- Directions for this task -
Whatever runs from the line with "Target: sand bank" to the end of the records below must be copied exactly, with nothing else included.

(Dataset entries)

>>>

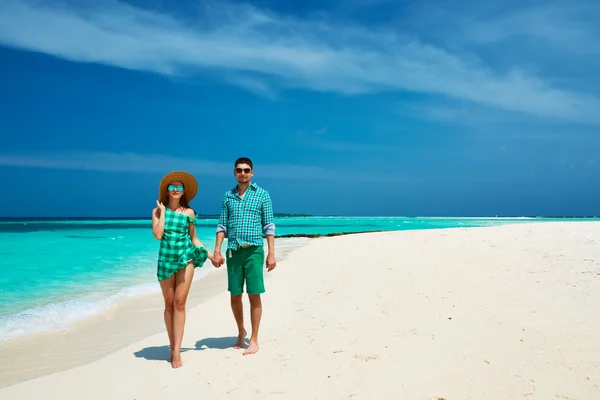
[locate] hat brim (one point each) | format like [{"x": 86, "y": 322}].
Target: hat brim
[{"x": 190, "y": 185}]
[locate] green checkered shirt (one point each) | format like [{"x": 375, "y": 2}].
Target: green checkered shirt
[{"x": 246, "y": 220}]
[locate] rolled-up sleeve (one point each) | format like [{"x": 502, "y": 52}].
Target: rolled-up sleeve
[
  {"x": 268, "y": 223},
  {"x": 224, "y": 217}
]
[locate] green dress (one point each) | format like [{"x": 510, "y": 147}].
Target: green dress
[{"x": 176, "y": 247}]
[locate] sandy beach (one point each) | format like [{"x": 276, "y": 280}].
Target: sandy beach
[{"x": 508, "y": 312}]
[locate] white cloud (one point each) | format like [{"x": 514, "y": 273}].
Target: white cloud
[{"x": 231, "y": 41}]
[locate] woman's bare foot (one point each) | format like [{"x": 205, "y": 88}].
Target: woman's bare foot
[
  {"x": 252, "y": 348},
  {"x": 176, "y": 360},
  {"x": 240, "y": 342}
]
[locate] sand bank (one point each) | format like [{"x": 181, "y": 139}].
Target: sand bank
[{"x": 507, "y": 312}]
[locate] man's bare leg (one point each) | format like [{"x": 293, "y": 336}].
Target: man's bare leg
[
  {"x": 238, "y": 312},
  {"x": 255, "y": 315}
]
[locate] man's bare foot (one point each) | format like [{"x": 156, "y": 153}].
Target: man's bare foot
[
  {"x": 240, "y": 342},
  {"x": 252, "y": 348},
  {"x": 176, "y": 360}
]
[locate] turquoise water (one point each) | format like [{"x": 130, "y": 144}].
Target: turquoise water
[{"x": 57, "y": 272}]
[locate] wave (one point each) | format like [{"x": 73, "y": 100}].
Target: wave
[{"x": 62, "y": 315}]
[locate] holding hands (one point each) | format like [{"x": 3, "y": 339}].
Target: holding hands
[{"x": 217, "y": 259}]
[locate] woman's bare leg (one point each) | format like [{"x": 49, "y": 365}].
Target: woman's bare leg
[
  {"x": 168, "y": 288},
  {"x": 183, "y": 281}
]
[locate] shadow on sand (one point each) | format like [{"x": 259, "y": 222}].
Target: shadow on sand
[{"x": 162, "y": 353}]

<<<

- Expected answer -
Target: sand bank
[{"x": 507, "y": 312}]
[locate] man's bare leg (one point each) | format like [{"x": 293, "y": 336}].
Target: man's bare leg
[
  {"x": 238, "y": 312},
  {"x": 255, "y": 315}
]
[locate] man's bare foot (one point each) | format like [{"x": 156, "y": 153}].
Target: man's bare foot
[
  {"x": 240, "y": 342},
  {"x": 252, "y": 348},
  {"x": 176, "y": 360}
]
[locate] turquoise water (one point each) | format like [{"x": 130, "y": 144}].
Target: turquoise water
[{"x": 57, "y": 272}]
[locate] wave (one point each) | format like [{"x": 73, "y": 100}].
Target: wave
[{"x": 62, "y": 315}]
[locate] holding hands (one point each) | format like [{"x": 3, "y": 339}].
Target: holding hands
[{"x": 217, "y": 259}]
[locate] woman's bare leg (one point each) | format like [{"x": 49, "y": 365}].
Target: woman's bare leg
[
  {"x": 168, "y": 288},
  {"x": 183, "y": 281}
]
[locate] shadow on sand (one point each) | format like [{"x": 259, "y": 222}].
Target: shadow on sand
[{"x": 162, "y": 353}]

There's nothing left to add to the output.